▶ Action item
In the records below, find the line with "Target: kitchen island", then retype it and every following line exactly, stopping after the line with "Target: distant mountain range". Leave the pictures out.

▶ Data section
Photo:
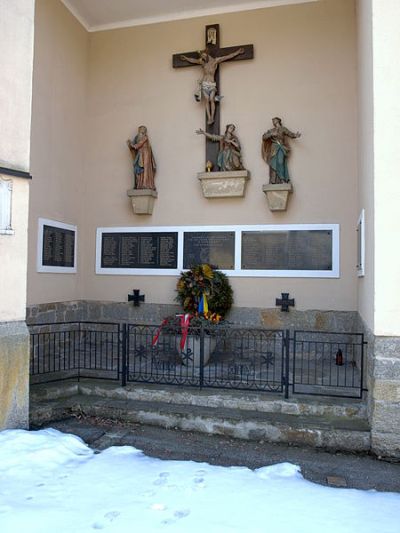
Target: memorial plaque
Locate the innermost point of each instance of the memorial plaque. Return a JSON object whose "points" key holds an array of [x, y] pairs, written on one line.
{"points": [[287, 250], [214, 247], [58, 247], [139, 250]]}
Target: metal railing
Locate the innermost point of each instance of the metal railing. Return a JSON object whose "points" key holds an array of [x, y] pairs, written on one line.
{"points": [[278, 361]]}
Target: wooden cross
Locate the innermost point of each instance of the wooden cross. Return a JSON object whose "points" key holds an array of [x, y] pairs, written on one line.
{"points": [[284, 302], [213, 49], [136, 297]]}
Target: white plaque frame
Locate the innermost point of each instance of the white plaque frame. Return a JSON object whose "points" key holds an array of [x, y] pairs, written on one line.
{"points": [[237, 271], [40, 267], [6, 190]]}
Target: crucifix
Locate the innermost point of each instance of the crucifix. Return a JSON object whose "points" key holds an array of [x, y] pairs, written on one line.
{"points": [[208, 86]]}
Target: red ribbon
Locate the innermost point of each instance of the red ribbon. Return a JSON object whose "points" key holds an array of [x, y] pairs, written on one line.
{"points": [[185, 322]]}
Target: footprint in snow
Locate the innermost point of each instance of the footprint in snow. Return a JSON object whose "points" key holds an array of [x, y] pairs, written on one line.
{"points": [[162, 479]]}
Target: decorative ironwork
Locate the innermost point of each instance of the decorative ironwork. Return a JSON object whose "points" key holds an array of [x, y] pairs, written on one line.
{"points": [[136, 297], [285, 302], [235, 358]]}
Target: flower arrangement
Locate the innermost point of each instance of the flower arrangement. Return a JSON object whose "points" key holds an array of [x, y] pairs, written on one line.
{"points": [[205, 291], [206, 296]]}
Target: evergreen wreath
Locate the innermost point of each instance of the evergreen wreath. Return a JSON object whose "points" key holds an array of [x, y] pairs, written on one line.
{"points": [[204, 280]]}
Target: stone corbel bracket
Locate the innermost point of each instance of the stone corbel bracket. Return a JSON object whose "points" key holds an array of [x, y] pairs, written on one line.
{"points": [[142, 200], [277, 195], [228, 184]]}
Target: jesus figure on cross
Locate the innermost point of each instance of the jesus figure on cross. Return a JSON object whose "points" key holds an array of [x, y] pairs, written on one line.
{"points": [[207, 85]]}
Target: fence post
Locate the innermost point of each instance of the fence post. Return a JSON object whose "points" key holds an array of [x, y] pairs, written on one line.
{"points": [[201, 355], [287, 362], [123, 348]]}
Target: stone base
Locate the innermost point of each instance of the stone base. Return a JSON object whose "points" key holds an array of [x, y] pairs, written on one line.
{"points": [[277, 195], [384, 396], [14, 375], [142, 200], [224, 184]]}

...

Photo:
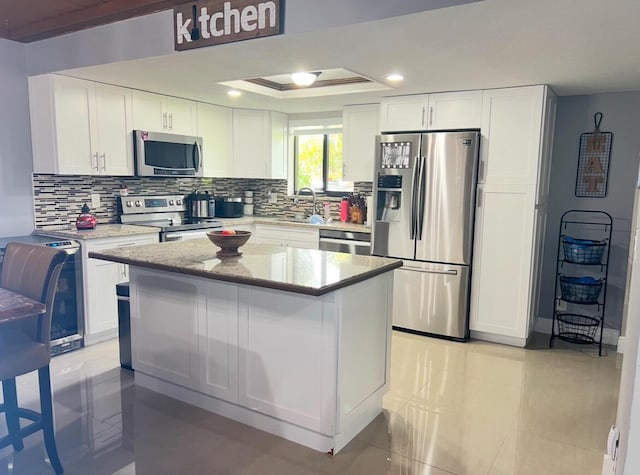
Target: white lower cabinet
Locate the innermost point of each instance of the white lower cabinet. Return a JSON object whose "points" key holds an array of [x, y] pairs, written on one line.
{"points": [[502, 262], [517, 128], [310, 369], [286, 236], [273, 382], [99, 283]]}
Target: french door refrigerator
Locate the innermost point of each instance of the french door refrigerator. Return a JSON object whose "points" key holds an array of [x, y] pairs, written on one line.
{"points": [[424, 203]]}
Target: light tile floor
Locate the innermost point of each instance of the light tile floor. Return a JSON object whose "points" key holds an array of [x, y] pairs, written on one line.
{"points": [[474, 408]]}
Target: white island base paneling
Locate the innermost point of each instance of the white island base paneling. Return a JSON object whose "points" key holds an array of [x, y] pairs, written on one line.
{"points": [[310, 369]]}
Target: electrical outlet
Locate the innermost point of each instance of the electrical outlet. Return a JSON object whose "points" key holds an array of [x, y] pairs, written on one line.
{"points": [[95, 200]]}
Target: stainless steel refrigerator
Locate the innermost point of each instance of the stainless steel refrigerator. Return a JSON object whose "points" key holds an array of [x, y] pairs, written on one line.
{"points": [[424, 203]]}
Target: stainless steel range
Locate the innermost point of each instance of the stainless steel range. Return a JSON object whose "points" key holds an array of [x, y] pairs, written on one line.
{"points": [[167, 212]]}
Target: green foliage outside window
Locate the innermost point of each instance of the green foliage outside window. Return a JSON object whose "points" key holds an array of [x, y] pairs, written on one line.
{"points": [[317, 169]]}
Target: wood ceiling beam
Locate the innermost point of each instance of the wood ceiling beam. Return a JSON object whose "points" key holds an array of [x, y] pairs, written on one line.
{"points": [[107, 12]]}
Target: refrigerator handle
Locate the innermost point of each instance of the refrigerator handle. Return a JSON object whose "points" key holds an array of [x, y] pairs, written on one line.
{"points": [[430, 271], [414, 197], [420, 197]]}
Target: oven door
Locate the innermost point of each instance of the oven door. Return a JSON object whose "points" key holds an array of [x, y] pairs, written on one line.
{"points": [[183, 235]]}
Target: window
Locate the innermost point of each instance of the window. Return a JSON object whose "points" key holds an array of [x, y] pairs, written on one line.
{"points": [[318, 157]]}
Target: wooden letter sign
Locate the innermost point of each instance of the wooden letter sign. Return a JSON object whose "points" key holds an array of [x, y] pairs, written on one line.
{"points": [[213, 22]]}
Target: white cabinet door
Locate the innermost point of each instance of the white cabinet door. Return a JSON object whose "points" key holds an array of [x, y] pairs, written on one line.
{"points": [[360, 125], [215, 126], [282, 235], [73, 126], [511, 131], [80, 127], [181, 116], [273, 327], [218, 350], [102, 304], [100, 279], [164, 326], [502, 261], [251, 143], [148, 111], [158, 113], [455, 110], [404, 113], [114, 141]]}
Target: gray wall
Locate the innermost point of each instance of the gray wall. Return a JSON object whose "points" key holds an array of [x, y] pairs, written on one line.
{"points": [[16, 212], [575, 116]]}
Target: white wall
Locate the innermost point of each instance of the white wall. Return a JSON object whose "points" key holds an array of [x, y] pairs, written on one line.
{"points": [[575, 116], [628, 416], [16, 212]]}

...

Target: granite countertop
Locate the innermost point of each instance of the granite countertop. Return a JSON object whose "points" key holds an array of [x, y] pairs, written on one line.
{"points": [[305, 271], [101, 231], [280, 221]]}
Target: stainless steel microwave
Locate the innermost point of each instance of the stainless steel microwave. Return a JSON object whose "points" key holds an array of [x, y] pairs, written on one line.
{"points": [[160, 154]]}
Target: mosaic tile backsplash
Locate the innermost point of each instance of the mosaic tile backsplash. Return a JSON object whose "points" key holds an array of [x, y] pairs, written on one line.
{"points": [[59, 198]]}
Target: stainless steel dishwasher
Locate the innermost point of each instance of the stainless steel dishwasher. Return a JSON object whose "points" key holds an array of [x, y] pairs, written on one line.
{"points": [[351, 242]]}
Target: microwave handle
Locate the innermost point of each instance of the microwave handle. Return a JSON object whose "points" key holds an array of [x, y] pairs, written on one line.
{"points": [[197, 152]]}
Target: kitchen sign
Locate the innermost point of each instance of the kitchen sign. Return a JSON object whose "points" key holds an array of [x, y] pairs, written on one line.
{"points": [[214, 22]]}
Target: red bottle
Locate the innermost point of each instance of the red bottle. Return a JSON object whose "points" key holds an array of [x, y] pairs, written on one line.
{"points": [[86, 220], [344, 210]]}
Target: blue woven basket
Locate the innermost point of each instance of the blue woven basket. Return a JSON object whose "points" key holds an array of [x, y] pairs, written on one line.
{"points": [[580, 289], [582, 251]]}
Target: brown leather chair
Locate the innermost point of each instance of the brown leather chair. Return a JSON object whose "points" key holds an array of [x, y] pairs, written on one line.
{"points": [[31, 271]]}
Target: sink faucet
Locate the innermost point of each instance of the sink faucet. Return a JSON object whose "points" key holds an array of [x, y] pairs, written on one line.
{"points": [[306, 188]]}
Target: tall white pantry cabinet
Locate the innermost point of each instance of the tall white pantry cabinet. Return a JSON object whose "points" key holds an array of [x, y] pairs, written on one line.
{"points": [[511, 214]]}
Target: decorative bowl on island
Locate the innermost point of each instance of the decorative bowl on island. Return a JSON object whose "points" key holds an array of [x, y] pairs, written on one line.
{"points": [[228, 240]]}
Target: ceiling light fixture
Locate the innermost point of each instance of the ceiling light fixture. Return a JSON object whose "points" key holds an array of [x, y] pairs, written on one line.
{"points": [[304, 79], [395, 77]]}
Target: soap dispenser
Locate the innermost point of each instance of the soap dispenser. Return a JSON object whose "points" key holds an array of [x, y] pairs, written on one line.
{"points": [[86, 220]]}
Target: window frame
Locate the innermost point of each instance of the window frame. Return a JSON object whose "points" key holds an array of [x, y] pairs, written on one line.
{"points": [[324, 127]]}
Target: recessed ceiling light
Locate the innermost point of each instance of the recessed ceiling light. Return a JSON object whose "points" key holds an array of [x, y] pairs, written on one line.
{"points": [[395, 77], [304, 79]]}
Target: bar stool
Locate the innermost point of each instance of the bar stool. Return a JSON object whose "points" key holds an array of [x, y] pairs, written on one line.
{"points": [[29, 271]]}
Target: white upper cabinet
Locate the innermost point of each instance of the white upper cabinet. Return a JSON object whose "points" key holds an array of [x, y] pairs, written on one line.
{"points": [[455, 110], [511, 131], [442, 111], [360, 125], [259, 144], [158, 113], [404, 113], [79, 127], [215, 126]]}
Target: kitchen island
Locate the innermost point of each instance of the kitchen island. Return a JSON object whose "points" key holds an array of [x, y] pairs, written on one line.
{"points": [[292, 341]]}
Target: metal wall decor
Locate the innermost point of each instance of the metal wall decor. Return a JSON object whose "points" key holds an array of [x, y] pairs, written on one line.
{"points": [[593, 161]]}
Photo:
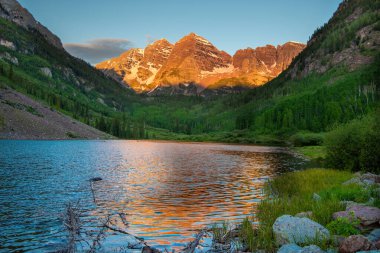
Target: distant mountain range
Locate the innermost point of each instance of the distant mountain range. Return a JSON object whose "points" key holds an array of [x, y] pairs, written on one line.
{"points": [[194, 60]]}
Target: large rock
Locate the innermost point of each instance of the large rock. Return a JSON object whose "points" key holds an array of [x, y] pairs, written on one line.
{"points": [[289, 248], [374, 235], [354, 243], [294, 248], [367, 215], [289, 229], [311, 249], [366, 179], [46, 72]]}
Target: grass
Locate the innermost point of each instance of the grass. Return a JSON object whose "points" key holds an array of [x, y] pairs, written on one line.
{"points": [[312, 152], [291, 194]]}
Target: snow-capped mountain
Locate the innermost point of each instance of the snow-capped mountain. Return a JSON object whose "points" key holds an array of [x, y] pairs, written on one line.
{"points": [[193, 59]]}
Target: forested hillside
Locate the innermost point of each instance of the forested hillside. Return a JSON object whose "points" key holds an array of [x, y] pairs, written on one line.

▶ Response below
Target: kitchen island
Locate the innermost point of each instance of the kitchen island. Return a JSON object whose "points" key holds an array of [x, y] pairs, written on one line.
{"points": [[292, 341]]}
Target: metal wall decor
Locate the innermost point of each instance of the metal wall decor. Return a JSON object whose "points" key holds an array of [x, y] pairs, written on one line.
{"points": [[593, 161]]}
Photo:
Target: distant mountain range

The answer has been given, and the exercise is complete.